Given task A: Count the lines in the records below that contain the string "glass", and reply with that number alone.

Source excerpt:
■ ■ ■ ■ ■ ■ ■
The database operator class

class dwopt.dbo._Db(eng, **kwargs)[source]

The base database operator class.

See examples for quick-start.

Instantiate the child classes for different databases via one of below ways:

The factory function: dwopt.db().
The pre-instantiated objects on package import.
The relevant child classes.

The child classes and the pre-instantiated objects:

Database	Child class	Pre-instantiated object
Postgre	`dwopt.Pg(eng)`	`dwopt.pg`
Sqlite	`dwopt.Lt(eng)`	`dwopt.lt`
Oracle	`dwopt.Oc(eng)`	`dwopt.oc`

Pre-instantiation uses the default credentials set-up prior by the user via the dwopt.save_url() function.

Parameters:

eng (str, or sqlalchemy.engine.Engine) –
A sqlalchemy engine url, which combines the user name, password, database names, etc.

Alternatively a Database connection engine to be used. Use the dwopt.make_eng() function to make engine.
■ ■ ■ ■ ■ ■ ■
Given task B: Continue the documentation of the database operator class above, starting after its last sentence.
■ ■ ■ ■ ■ ■ ■
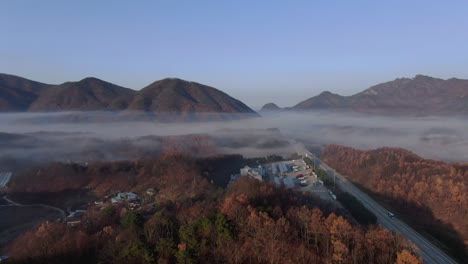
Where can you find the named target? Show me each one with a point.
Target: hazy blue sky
(256, 51)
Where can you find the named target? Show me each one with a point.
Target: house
(256, 173)
(125, 197)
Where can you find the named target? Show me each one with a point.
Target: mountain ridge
(419, 95)
(169, 95)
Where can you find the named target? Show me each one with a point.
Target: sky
(256, 51)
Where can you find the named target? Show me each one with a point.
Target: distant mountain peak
(270, 107)
(169, 95)
(421, 94)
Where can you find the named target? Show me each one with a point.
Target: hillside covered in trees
(431, 194)
(192, 220)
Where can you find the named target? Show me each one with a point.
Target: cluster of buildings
(126, 197)
(258, 173)
(290, 174)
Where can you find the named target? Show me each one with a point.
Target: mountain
(87, 94)
(418, 95)
(17, 93)
(176, 95)
(90, 94)
(270, 107)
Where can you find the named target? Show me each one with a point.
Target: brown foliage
(403, 176)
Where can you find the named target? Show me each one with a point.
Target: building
(5, 178)
(288, 182)
(125, 197)
(256, 173)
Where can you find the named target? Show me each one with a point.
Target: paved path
(429, 252)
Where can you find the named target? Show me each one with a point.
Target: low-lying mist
(41, 137)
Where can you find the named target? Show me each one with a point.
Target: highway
(429, 252)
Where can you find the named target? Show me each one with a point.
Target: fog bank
(107, 136)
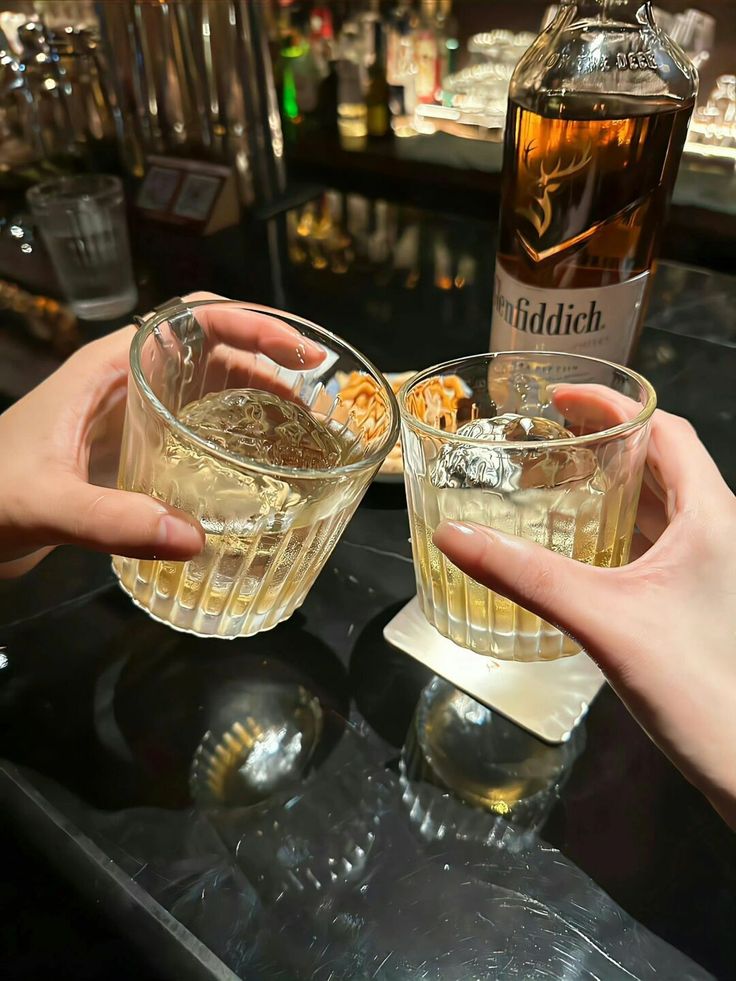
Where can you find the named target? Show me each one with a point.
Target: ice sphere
(514, 428)
(264, 428)
(507, 469)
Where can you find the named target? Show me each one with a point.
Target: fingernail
(461, 528)
(309, 350)
(179, 534)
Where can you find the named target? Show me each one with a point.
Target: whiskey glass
(549, 447)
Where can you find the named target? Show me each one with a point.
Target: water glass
(83, 225)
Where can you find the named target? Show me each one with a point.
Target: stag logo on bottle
(551, 319)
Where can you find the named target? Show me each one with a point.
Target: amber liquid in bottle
(587, 179)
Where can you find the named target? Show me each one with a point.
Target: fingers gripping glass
(234, 417)
(520, 443)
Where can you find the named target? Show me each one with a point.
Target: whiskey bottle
(599, 107)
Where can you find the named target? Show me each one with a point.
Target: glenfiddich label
(599, 322)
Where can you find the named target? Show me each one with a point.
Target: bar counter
(349, 875)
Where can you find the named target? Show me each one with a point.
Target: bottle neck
(621, 11)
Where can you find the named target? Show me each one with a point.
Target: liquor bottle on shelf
(377, 96)
(351, 88)
(598, 112)
(427, 54)
(400, 68)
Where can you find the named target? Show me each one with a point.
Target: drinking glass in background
(83, 225)
(267, 458)
(549, 447)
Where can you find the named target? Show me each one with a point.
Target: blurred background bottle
(377, 97)
(598, 113)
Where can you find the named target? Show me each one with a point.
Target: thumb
(574, 596)
(122, 523)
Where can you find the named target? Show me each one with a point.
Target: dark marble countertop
(102, 710)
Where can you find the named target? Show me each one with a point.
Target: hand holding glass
(234, 417)
(525, 449)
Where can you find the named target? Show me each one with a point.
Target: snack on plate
(440, 396)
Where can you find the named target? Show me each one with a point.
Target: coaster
(547, 698)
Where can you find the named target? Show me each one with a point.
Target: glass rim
(149, 325)
(42, 193)
(612, 432)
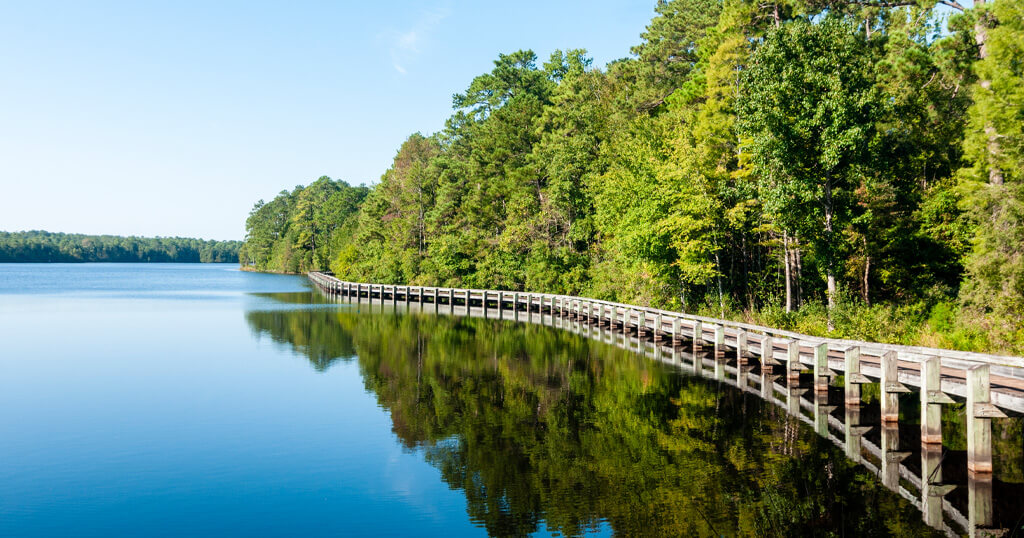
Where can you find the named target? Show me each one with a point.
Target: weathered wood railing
(987, 382)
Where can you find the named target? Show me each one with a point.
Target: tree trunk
(798, 278)
(867, 269)
(787, 262)
(829, 256)
(721, 300)
(992, 137)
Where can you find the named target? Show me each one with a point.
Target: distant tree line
(302, 230)
(39, 246)
(851, 167)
■ ■ ■ ■ ■ ■ ■
Response A: 6

Response B:
kwargs (Additional engine creation arguments.) –

eng

Underlying engine. Details see sqlalchemy.engine.Engine

Type:: sqlalchemy.engine.Engine

meta

Underlying metadata. Details see sqlalchemy.schema.MetaData

Type:: sqlalchemy.schema.MetaData

Examples

Instantiate and use a Sqlite database operator object via factory:

>>> from dwopt import db
>>> d = db("sqlite://")
>>> d.mtcars()
>>> d.run('select count(1) from mtcars')
   count(1)
0        32

Use the pre-instantiated Sqlite database operator object:

>>> from dwopt import lt
>>> lt.iris()
>>> lt.qry('iris').len()
150

Instantiate and use a Postgre database operator object via the class:

>>> from dwopt import Pg
>>> p = Pg("postgresql://dwopt_tester:1234@localhost/dwopt_test")
>>> p.mtcars(q=1).len()
32

Additonal engine creation arguments:

from dwopt import Pg
p = Pg("postgresql://dwopt_tester:1234@localhost/dwopt_test", echo=1)
p.mtcars()

add_pkey(sch_tbl_nme, pkey)[source]

Make and run an add primary key statement.

Work on postgre and oracle.

Parameters:

sch_tbl_nme (str) – Table name in form my_schema1.my_table1 or my_table1.
pkey (str) – columns names in form “col1, col2, …”.

Examples

>>> from dwopt import pg
>>> pg.mtcars()
>>> pg.add_pkey('mtcars', 'name')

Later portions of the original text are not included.